Position identification records
____

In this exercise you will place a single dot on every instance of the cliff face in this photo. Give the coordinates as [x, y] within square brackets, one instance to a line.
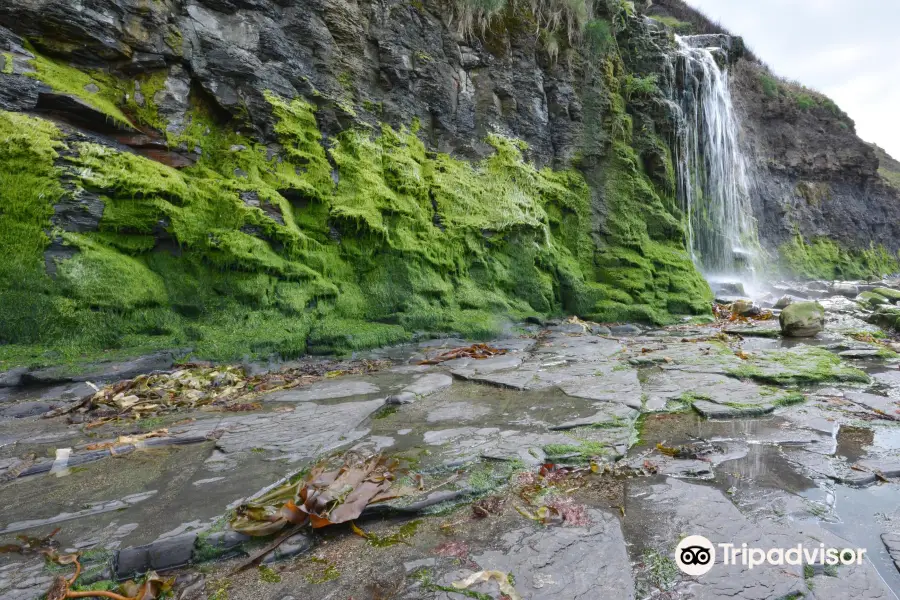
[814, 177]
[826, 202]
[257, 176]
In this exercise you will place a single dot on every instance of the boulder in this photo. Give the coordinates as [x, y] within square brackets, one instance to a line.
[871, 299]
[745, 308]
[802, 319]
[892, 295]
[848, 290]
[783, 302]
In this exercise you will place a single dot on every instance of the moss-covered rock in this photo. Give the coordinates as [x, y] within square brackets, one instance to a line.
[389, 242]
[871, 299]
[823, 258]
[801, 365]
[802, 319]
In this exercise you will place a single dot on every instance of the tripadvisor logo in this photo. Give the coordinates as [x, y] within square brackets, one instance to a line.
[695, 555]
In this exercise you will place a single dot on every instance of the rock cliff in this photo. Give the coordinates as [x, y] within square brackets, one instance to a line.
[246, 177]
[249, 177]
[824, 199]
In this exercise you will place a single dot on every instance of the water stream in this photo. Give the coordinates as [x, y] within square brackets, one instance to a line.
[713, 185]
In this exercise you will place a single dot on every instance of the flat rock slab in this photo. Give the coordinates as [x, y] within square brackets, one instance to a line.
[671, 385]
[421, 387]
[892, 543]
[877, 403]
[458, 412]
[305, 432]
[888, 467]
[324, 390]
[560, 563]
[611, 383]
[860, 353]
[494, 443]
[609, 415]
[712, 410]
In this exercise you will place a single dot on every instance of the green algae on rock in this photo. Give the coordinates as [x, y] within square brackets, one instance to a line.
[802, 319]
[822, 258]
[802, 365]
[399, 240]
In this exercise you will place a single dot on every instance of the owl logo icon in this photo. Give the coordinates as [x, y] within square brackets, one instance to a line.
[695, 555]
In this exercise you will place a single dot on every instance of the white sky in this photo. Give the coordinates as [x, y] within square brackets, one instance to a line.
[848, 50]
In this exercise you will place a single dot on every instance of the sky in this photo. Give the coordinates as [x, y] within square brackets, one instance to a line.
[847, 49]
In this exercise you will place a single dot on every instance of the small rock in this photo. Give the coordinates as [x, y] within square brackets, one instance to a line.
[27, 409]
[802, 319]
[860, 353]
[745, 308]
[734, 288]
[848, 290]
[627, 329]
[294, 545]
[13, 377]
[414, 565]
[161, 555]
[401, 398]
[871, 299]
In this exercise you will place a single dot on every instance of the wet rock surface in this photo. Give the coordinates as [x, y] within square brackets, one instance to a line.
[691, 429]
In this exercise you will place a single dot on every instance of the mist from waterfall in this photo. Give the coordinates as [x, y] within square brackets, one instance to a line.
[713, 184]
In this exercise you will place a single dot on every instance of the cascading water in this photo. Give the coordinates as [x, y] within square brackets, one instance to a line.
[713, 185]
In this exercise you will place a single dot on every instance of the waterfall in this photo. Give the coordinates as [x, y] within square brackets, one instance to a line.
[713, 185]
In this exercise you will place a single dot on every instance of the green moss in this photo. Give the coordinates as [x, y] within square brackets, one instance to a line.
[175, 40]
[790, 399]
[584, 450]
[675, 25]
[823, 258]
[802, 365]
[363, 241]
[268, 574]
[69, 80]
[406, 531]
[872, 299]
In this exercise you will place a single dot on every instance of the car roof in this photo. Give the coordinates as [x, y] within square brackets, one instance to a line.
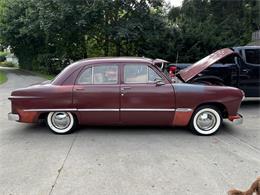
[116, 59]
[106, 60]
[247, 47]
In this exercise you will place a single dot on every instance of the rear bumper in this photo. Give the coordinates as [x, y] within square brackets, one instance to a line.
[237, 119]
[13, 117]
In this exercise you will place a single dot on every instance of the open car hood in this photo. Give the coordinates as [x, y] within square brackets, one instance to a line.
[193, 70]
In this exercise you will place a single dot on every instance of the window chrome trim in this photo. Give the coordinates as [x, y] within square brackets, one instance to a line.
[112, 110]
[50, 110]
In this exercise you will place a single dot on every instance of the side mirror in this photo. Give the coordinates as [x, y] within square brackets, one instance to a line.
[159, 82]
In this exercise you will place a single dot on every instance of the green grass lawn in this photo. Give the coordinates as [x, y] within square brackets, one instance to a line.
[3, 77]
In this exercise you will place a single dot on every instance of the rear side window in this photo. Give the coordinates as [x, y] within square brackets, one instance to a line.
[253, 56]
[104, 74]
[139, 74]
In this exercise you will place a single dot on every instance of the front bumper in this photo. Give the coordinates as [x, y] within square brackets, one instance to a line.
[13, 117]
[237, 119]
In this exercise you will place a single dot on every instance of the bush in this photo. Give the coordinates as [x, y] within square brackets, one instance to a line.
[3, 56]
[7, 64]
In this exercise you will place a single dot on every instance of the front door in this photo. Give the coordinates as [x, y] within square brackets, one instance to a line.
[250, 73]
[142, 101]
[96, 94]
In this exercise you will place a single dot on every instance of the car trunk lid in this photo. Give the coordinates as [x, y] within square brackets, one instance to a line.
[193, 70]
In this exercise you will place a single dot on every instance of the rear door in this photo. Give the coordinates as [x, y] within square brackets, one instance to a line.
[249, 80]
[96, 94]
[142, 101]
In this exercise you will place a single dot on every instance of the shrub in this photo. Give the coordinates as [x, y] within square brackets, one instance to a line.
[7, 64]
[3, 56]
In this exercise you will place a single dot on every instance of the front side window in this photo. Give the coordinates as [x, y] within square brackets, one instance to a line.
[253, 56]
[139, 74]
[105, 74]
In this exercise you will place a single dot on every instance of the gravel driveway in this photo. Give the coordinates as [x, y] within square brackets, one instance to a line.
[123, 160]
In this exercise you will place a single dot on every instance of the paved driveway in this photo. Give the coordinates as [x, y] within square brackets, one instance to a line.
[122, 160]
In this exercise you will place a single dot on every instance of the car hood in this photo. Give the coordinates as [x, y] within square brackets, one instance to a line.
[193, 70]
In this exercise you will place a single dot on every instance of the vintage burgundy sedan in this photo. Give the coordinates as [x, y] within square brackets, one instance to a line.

____

• [PROMPT] Extract the full listing exactly, with the pictures left out.

• [WRITTEN ANSWER]
In this exercise you will place a single dot on every instance of the cliff face in this photo. Give the coordinates as [x, y] within square brackets, one instance to a line.
[814, 177]
[826, 202]
[257, 176]
In this exercise you will place a single dot on every instance of the boulder in this photo. Give the coordinates as [x, y] within square brackets, one instance to a line.
[871, 299]
[745, 308]
[802, 319]
[892, 295]
[848, 290]
[783, 302]
In this exercise you will place a single dot on every instance of the moss-covered rock in this photo. Give the coordinates as [x, y] within square brackets, one instance to a line.
[389, 242]
[871, 299]
[823, 258]
[801, 365]
[802, 319]
In this exercise you will place a single dot on every instance of the tripadvisor logo in this photo. Give the coordinates as [x, y] within square brackets, one instance to a line.
[695, 555]
In this exercise you will place a single dot on every instance of the rock cliff in this photo. Give the coordinates as [x, y] within square brackets, one instance to a line.
[246, 177]
[249, 177]
[824, 199]
In this exercise you will place a single dot on every instance of the water stream in this photo. Give the coordinates as [x, y] within square brackets, one instance to a line.
[713, 185]
In this exercise you will place a single dot on every instance of the flat rock slab in this photo. Give the coordinates as [x, y] within square brackets, one instance to a line.
[671, 385]
[421, 387]
[892, 543]
[877, 403]
[458, 412]
[305, 432]
[888, 467]
[324, 390]
[560, 563]
[611, 383]
[860, 353]
[494, 443]
[609, 415]
[712, 410]
In this exercise you will place a single dot on every instance of the green algae on rock in this photo. Give the coordinates as [x, y] within square brackets, one instance to a line.
[802, 319]
[822, 258]
[802, 365]
[399, 240]
In this exercise you will place a single dot on every instance of the owl logo icon in this photo. Give the coordinates as [x, y] within square brackets, one instance to a line.
[695, 555]
In this exercise you will place a single dot on every instance of the white sky in this photo. Give the coordinates as [x, y] within square brackets, one instance to a line.
[848, 50]
In this exercise you will place a single dot on every instance of the sky in this photo. Give the coordinates as [x, y] within square brackets, one instance to a line.
[847, 49]
In this exercise you will place a single dot on every instance of the small rock in this photo. Give the coordinates as [x, y] within square brackets, one instance to a line.
[27, 409]
[802, 319]
[860, 353]
[745, 308]
[734, 288]
[848, 290]
[627, 329]
[294, 545]
[13, 377]
[414, 565]
[161, 555]
[401, 398]
[871, 299]
In this exercise you will place a single dot on every instance of the wet rock surface in this photo. Give the coordinates as [x, y] within square brackets, one instance to a line.
[691, 429]
In this exercise you will place a single dot on every instance of the mist from waterfall in this photo. Give the coordinates as [x, y] within square brackets, one instance to a line.
[713, 184]
In this exercise you will place a single dot on every instance of the cascading water in this photo. Give the coordinates as [x, y] within square brackets, one instance to a line.
[713, 185]
In this exercise you will place a single dot on every instance of the waterfall in this photo. Give the coordinates as [x, y] within square brackets, one instance to a line.
[713, 185]
In this exercise you will place a single dot on every instance of the green moss in this photo. Give the coordinates as [x, y] within square brackets, one instance to a line.
[175, 40]
[790, 399]
[584, 450]
[675, 25]
[823, 258]
[802, 365]
[363, 241]
[268, 574]
[69, 80]
[406, 531]
[872, 299]
In this exercise you will place a single dot on every instance of the car roof in this photo. Give the coordinates as [x, y] within square brackets, one instance to a line.
[116, 59]
[106, 60]
[247, 47]
In this exercise you will place a single dot on every instance of the rear bumper in this photo. Give the coordinates as [x, y] within square brackets, one instance to a line.
[237, 119]
[13, 117]
In this exercise you will place a single dot on every instance of the open car hood in this photo. Give the coordinates as [x, y] within square brackets, one instance to a line.
[193, 70]
In this exercise you will place a single dot on every instance of the window chrome trim in this photo. Give the coordinates as [x, y] within square brackets, one instance to a line.
[112, 110]
[50, 110]
In this exercise you will place a single dot on every instance of the side mirror in this photo. Give the coordinates as [x, y] within square brackets, one instance to a line.
[159, 82]
In this exercise you will place a single dot on every instance of the green grass lawn in this photo. Give the coordinates as [x, y] within square brackets, one instance to a line.
[3, 77]
In this exercise you will place a single dot on every instance of the rear side window in this photo. Give the coordinates as [x, y] within square brackets, one instance to a line.
[253, 56]
[104, 74]
[139, 74]
In this exercise you will place a single dot on every instance of the front bumper in this photo. Give the coordinates as [x, y] within square brackets, one instance to a line.
[13, 117]
[237, 119]
In this exercise you will place a single dot on every instance of the bush in this photo. Give the coordinates as [x, y] within square brackets, one instance to a line.
[3, 56]
[7, 64]
In this exercise you will place a single dot on every instance of the front door in this photo. Give the coordinates as [x, y] within square brackets, one instance to a line.
[250, 73]
[142, 101]
[96, 94]
In this exercise you will place a single dot on every instance of the car trunk lid in this photo. Give the coordinates as [x, y] within square brackets, one instance to a line.
[193, 70]
In this exercise you will place a single dot on every instance of the rear door in this photo. Give the coordinates as [x, y] within square brackets, one instance to a line.
[249, 80]
[96, 94]
[142, 101]
In this exercise you will place a single dot on every instance of the shrub in this photo. Give the coordinates as [x, y] within square brackets, one instance to a line.
[7, 64]
[3, 56]
In this exercise you will place a single dot on every instance of the front side window in this photo. Give the coordinates as [x, y] within square brackets, one instance to a line.
[253, 56]
[139, 74]
[105, 74]
In this exercise you will place a single dot on every instance of the gravel driveway in this photo. Give the coordinates as [x, y] within square brackets, one instance to a line.
[123, 160]
In this exercise you will place a single dot on every instance of the paved driveway in this photo. Give the coordinates as [x, y] within square brackets, one instance to a line.
[122, 160]
In this exercise you will place a single dot on every instance of the car hood in this photo. Give the coordinates as [x, y] within square brackets, one instance to a line.
[193, 70]
In this exercise you will place a single dot on every instance of the vintage burgundy sedan in this photo. Give the coordinates as [x, y] within square brackets, one instance to a line.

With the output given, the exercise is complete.